▸ Problem details: Leaving the pictures aside, return the listing exactly as it appears.

▸ Records shown:
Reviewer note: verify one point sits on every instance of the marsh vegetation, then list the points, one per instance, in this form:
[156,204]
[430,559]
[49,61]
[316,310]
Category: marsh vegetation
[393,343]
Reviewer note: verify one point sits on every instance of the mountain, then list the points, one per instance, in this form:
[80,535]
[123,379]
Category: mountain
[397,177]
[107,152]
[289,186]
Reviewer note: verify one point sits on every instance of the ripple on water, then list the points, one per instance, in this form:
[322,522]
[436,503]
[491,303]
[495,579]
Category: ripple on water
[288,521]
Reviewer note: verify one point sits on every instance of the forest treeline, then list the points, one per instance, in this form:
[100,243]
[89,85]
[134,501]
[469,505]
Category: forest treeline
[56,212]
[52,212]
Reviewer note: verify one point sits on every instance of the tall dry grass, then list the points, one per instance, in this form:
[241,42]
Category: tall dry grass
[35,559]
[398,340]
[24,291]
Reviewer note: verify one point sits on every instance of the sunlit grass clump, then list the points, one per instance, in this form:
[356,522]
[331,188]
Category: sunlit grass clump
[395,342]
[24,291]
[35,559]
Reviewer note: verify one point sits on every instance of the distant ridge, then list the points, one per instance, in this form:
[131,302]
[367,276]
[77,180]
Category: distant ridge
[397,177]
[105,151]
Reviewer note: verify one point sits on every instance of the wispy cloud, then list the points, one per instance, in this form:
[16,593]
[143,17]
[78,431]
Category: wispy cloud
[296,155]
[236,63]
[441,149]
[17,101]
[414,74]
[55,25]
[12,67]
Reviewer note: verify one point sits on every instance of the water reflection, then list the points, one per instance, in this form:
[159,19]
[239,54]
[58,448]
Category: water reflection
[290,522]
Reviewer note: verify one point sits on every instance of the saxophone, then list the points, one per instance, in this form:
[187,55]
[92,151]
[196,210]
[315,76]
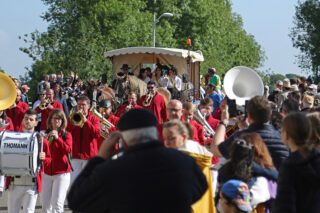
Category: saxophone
[148,99]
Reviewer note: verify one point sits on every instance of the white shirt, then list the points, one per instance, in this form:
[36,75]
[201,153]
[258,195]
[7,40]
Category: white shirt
[177,82]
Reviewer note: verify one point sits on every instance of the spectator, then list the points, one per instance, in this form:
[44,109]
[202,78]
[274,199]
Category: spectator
[127,184]
[299,177]
[215,79]
[24,96]
[258,112]
[235,197]
[314,140]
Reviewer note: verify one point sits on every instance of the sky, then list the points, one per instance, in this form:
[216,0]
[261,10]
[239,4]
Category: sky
[269,21]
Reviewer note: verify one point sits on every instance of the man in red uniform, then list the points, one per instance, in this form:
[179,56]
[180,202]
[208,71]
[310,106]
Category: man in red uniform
[23,190]
[105,109]
[174,111]
[16,112]
[132,103]
[154,102]
[84,145]
[187,116]
[50,105]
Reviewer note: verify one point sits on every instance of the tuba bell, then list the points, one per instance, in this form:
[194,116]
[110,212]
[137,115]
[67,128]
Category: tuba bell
[8,92]
[77,119]
[242,83]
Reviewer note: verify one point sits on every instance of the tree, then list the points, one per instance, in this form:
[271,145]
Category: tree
[305,35]
[80,31]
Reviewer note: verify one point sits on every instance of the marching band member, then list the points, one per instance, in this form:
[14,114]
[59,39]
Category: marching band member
[84,145]
[46,107]
[16,112]
[132,103]
[158,78]
[23,190]
[56,178]
[5,124]
[174,111]
[174,83]
[154,102]
[187,116]
[105,109]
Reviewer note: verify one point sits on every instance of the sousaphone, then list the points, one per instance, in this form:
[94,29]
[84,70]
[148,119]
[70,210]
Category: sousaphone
[241,84]
[8,92]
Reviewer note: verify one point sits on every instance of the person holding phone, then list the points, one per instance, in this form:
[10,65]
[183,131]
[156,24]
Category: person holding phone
[147,177]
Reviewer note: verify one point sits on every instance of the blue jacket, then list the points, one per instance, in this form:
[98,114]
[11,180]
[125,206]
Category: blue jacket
[270,136]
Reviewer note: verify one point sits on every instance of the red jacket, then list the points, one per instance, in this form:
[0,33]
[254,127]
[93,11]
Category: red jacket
[214,125]
[45,164]
[114,120]
[122,109]
[84,144]
[46,112]
[198,133]
[9,127]
[157,106]
[16,114]
[59,150]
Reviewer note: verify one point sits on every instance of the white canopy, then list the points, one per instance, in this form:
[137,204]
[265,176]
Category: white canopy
[195,55]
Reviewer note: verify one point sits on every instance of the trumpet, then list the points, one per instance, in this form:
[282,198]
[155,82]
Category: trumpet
[148,99]
[44,105]
[77,118]
[104,123]
[202,120]
[45,135]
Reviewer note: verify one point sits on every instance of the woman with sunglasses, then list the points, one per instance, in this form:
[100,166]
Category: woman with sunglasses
[56,178]
[299,174]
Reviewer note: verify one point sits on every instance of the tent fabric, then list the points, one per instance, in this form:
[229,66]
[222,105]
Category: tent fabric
[195,55]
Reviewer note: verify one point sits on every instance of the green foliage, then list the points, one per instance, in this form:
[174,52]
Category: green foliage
[80,31]
[305,35]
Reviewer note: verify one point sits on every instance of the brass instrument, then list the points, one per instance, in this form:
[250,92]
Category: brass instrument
[104,123]
[77,119]
[202,120]
[148,99]
[44,105]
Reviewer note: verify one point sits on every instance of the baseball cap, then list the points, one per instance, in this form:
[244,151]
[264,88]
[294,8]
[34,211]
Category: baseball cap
[239,192]
[25,87]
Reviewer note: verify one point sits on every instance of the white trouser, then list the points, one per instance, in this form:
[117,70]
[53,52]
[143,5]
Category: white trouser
[77,165]
[54,192]
[25,196]
[2,181]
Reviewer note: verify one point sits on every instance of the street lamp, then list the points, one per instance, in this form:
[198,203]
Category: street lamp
[155,22]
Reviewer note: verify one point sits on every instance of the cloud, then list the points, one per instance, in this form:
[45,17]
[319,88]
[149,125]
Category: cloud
[4,37]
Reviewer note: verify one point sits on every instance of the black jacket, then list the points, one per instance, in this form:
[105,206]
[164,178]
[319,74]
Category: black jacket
[147,178]
[271,138]
[299,185]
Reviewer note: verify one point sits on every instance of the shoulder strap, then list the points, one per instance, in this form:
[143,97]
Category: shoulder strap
[64,135]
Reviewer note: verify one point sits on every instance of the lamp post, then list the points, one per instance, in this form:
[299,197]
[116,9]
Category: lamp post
[155,22]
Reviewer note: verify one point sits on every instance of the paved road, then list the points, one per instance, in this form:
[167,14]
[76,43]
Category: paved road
[4,200]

▸ Response:
Reviewer note: verify one point sits on every instance of the marsh vegetation, then list the points, one per instance, in this form:
[156,204]
[430,559]
[49,61]
[316,310]
Category: marsh vegetation
[393,343]
Reviewer note: verify one point sits on every instance of the mountain, then list the points, one per instance, in this form:
[80,535]
[123,379]
Category: mountain
[397,177]
[107,152]
[289,186]
Reviewer note: verify one point sits on every instance of the ripple on water, then list the points, one per instance, in this form:
[322,522]
[436,503]
[491,303]
[495,579]
Category: ripple on water
[288,521]
Reviewer note: verify one point sits on every instance of the forest treeline, then list the points, one per instance, in this form:
[100,243]
[89,85]
[134,501]
[469,505]
Category: forest treeline
[56,212]
[52,212]
Reviewer note: verify one point sits on every instance of the tall dry grass, then list the points, one per instance, in this form:
[241,42]
Category: tall dry grass
[35,559]
[398,340]
[24,291]
Reviewer note: verify one point sits on every instance of the sunlit grass clump, then list the points, one per instance, in this form:
[356,522]
[331,188]
Category: sunlit grass clump
[395,342]
[24,291]
[35,559]
Reviewer note: verify one point sits on every instance of the distant ridge, then list the points, one per instance, in this form:
[131,302]
[367,276]
[77,180]
Category: distant ridge
[397,177]
[105,151]
Reviewer note: verify one point sits on every instance of the wispy cloud, then list the points, one per instance, in this form:
[16,593]
[143,17]
[78,431]
Category: wispy cloud
[296,155]
[236,63]
[441,149]
[17,101]
[414,74]
[55,25]
[12,67]
Reviewer note: verify one point sits on every instance of the water reflection, then list the points, one per instance, in this form:
[159,19]
[239,54]
[58,448]
Category: water reflection
[290,522]
Reviewer note: verify one point sits on every instance of the saxophone, then list the points, one per instance, in this form:
[187,55]
[92,151]
[196,210]
[315,76]
Category: saxophone
[148,99]
Reviewer note: verify one point sits on every instance of the white shirt, then list the points, one per instance, in this form:
[36,75]
[201,153]
[258,195]
[7,40]
Category: white shirt
[177,82]
Reviewer note: verify one point sits on every instance of the spectator, then list the points, one per instance, in this form:
[44,109]
[202,78]
[274,199]
Category: spectator
[127,184]
[299,177]
[215,79]
[24,96]
[258,112]
[235,197]
[314,140]
Reviewer note: verify one point sits on every instance of the sky, then list the points, one per instance, in this form:
[216,0]
[261,10]
[239,4]
Category: sky
[269,21]
Reviewer note: verify one point sits on every instance of the man in red uniform, then list the points, one per instance, in this form:
[179,56]
[180,202]
[208,71]
[310,106]
Category: man in red uniform
[23,190]
[105,109]
[174,111]
[16,112]
[132,103]
[154,102]
[84,145]
[187,116]
[50,105]
Reviewer note: verify one point sits on every instance of the tuba bell, then list the points, one per instance, in this form:
[194,116]
[110,212]
[137,115]
[67,128]
Category: tuba bell
[8,92]
[77,119]
[242,83]
Reviewer note: verify one point sits on every instance of the tree, then list the points, one per instance, in this form:
[271,145]
Category: tree
[305,35]
[80,31]
Reviewer note: verify one point sits on every instance of the marching band member, then list the points, one per instance, in this form:
[14,114]
[59,39]
Category: marching band member
[84,145]
[46,107]
[16,112]
[132,103]
[158,78]
[23,190]
[56,178]
[5,124]
[174,111]
[174,83]
[154,102]
[187,116]
[105,109]
Reviewer note: verify one point sits on every instance of the sousaphone, then list the points, one per instance, in this form:
[94,29]
[84,70]
[148,119]
[70,210]
Category: sousaphone
[241,84]
[8,92]
Reviewer note: verify one point sits on every instance of the person holding phone, then list the points, one per instance, in this form:
[10,65]
[183,131]
[156,24]
Category: person holding phone
[147,177]
Reviewer note: verify one point sits on every instance of the blue jacket, then list the points, one per instance, in this form:
[98,114]
[11,180]
[125,206]
Category: blue jacket
[270,136]
Reviewer note: verify one point sits on every instance of the red jacket, then list the points, one per instance, in this form:
[0,33]
[254,127]
[93,11]
Category: red jacket
[214,125]
[45,164]
[114,120]
[122,109]
[84,144]
[46,112]
[198,133]
[9,127]
[157,106]
[16,114]
[59,150]
Reviewer note: verify one point sits on every instance of the white canopy, then list the points, one per instance, in this form:
[137,204]
[265,176]
Category: white canopy
[195,55]
Reviewer note: verify one point sits on every instance of the trumpet, then list the points, one per instance, in this form:
[282,198]
[155,82]
Category: trumpet
[148,99]
[44,105]
[77,118]
[104,123]
[202,120]
[45,135]
Reviewer note: verify one point sits on every instance of the woman with sunglasses, then list the points, one per instance, in this form:
[100,166]
Category: woman with sunglasses
[56,178]
[299,174]
Reviewer note: verify one point sits on every instance of the tent fabric, then list the points, one per instance, in this form:
[229,66]
[222,105]
Category: tent fabric
[195,55]
Reviewer note: verify one point sits on every instance of the green foliage, then list the points, one per instance, in this form:
[174,52]
Category: green foliage
[80,31]
[305,35]
Reviewer note: verify one point sits on every instance of the brass instrument, then list the points, one per instance, in this form:
[250,92]
Category: brass instrument
[104,123]
[77,119]
[202,120]
[148,99]
[44,105]
Reviewer note: verify one point sits on every instance of the baseball cap, then list the points, one per instance, in this form:
[244,151]
[264,88]
[294,8]
[34,211]
Category: baseball cap
[239,192]
[25,87]
Reviewer note: verify one point sits on every instance of the white trouser, then list the points, one per instance, in this form:
[117,70]
[53,52]
[143,5]
Category: white trouser
[77,165]
[54,192]
[25,196]
[2,181]
Reviewer note: verify one point sits on every instance of the street lamp, then list the points, one per instance, in this form:
[198,203]
Category: street lamp
[155,22]
Reviewer note: verify one point sits on every instance of the cloud, then list the points, one per instance, in this form:
[45,17]
[319,88]
[149,125]
Category: cloud
[4,37]
Reviewer note: verify one point sits on every instance of the black jacket, then list the points, one per instance, in this form:
[105,206]
[164,178]
[319,74]
Category: black jacket
[147,178]
[271,138]
[299,185]
Reviewer note: verify one point sits on every instance of the shoulder strap, then list the points, one per instance, in this form:
[143,97]
Category: shoulder strap
[64,135]
Reviewer note: verify one point sits on every instance of the lamp post, then list the points, one per instance, in this form:
[299,197]
[116,9]
Category: lamp post
[155,22]
Reviewer note: verify one point sits on every instance of the paved road, then list the points, one per instance, in this form:
[167,14]
[76,43]
Category: paved road
[4,200]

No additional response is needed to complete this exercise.